The in vitro DM disappearance was reduced with QTE inclusion, although QTE had a greater relative degradation rate than PBE, suggesting that PBE only delays the initial fermentative activity. These results concur with studies in which phenolic compounds from oak (Quercus robur with Q. petraea) modulate rumen fermentation without causing any negative effects on DM digestibility [32] and with studies in which increasing concentrations of QTE decreased DM digestibility [33]. The use of forages with high tannin concentrations have been reported to reduce IVDMD [7] due to the capability of tannins to combine with minerals, proteins, cellulose, HC and pectins. Condensed tannins can also bind and inhibit different bacterial populations [2], cellulolytic microorganisms or their enzymes [15,16].

Both extracts decreased the rate of GP (c), although the lag phase was only decreased by QTE. In vitro GP and its kinetics depend on substrate chemical composition [34] and on ruminal microorganisms’ activity [3]. Rira et al. [6] and Brutti et al. [7] reported decreased in vitro GP using tannin-rich plant extracts as a consequence of tannins’ union to microorganisms and/or feed particles, thus inhibiting ruminal degradation. However, some tannin-tolerant microorganisms such as Streptococcus gallolyticus, a strain of Prevotella ruminicola, and a Gram-negative rod which belongs to the class Proteobacteria [35], could benefit from dietary tannins, thus increasing GP and decreasing the time to reach the asymptotic mean [14].

Methane per mL gas and per g incubated DM decreased with both extracts; however, asymptotic CH4 production only decreased with QTE, concurring with the decrease in the IVDMD. In addition, a negative correlation between CH4 production and TT was found, given that they were loaded on opposite sides of the PCA. Therefore, the reduced CH4 production could be related to the presence of polyphenols (tannins) in both plant extracts, confirming the effect of plant secondary metabolites on CH4 production, as reported in studies with valonea (Q. aegilops) [36], chestnut (Castanea sp.), sumach (Rhus typhina), mimosa (Mimosa tenuiflora), quebracho [4], tropical tree leaves [37,38], rambutan peel (Nephelium lappaceum) [39], red or white grape marc (Vitis vinifera) [40], Brazilian spinach (Alternanthera sissoo) [41] and agati (Sesbania grandiflora) [42]. These effects have been associated to the direct inhibition of methanogenic archaea [43]. Flavonoids are benzo–L–pyrone derivatives that have antimicrobial properties [41] by acting on the cell membrane and enzymatic activity [38]. However, tannin effects on CH4 can also be indirect, through the limitation of H supply for methanogens, by decreasing fiber digestibility [43] and consequently acetate and butyrate production, whose metabolic pathways release H [36], and by decreasing the protozoal populations [11], since protozoa provide H for methanogenesis [39]. The magnitude of tannins’ effects has also been related to their structure and molecular weight, which affect their ability to interact with fiber, proteins or microorganisms [6]. Since IVDMD was unaffected by PBE, it would be correct to suppose that the suppression of CH4 by PBE could be related to the decrease in ruminal microorganisms, such as archaea and protozoa, as opposed to QTE, which decreased the IVDMD. The lag phase was greater with PBE than QTE, although neither differed from CTL. Microbial colonization could be facilitated by substrates with a rapid degradation rate, which stimulate microorganism growth [44]. It is likely that PBE tannins bound nutrients in the substrate, delaying degradation and, therefore, CH4 production.

Listed records:
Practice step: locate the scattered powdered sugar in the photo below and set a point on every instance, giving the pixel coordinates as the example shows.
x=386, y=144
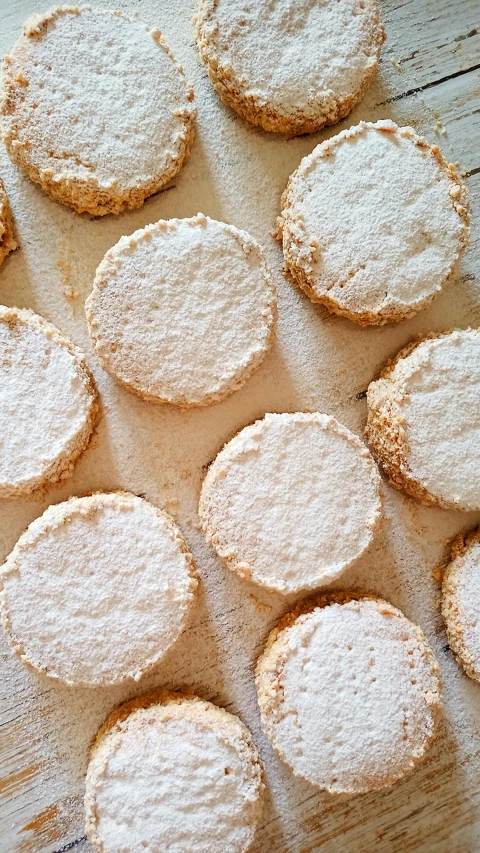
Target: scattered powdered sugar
x=317, y=363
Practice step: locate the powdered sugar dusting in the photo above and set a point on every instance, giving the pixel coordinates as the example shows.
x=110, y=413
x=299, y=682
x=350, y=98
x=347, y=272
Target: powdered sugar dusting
x=294, y=58
x=116, y=585
x=183, y=771
x=357, y=695
x=94, y=97
x=374, y=221
x=292, y=501
x=183, y=311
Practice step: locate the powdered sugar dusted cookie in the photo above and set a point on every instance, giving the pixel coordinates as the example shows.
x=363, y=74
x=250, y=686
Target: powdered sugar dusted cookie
x=461, y=602
x=116, y=581
x=292, y=501
x=183, y=311
x=424, y=419
x=373, y=223
x=7, y=239
x=48, y=403
x=349, y=693
x=95, y=109
x=173, y=772
x=292, y=66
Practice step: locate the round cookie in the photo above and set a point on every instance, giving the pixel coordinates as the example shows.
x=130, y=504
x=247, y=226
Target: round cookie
x=7, y=239
x=292, y=66
x=116, y=581
x=183, y=311
x=291, y=501
x=349, y=693
x=373, y=223
x=48, y=403
x=95, y=109
x=424, y=420
x=169, y=770
x=461, y=602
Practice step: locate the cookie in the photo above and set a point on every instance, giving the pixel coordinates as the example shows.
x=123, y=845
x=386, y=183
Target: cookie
x=183, y=311
x=48, y=403
x=95, y=109
x=117, y=584
x=373, y=223
x=424, y=420
x=7, y=238
x=349, y=693
x=292, y=66
x=461, y=602
x=292, y=501
x=169, y=771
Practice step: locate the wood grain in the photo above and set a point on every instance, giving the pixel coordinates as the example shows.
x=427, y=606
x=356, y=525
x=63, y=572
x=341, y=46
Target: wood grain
x=429, y=77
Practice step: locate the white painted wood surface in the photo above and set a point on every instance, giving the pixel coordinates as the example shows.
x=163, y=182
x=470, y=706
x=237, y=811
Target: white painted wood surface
x=429, y=77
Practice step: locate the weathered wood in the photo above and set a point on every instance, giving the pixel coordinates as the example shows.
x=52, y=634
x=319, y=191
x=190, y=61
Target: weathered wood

Work instructions:
In the rumen fermentation excerpt, which extract was the only one to decrease asymptotic CH4 production? The data here is separate material from the rumen fermentation excerpt.

Response below:
QTE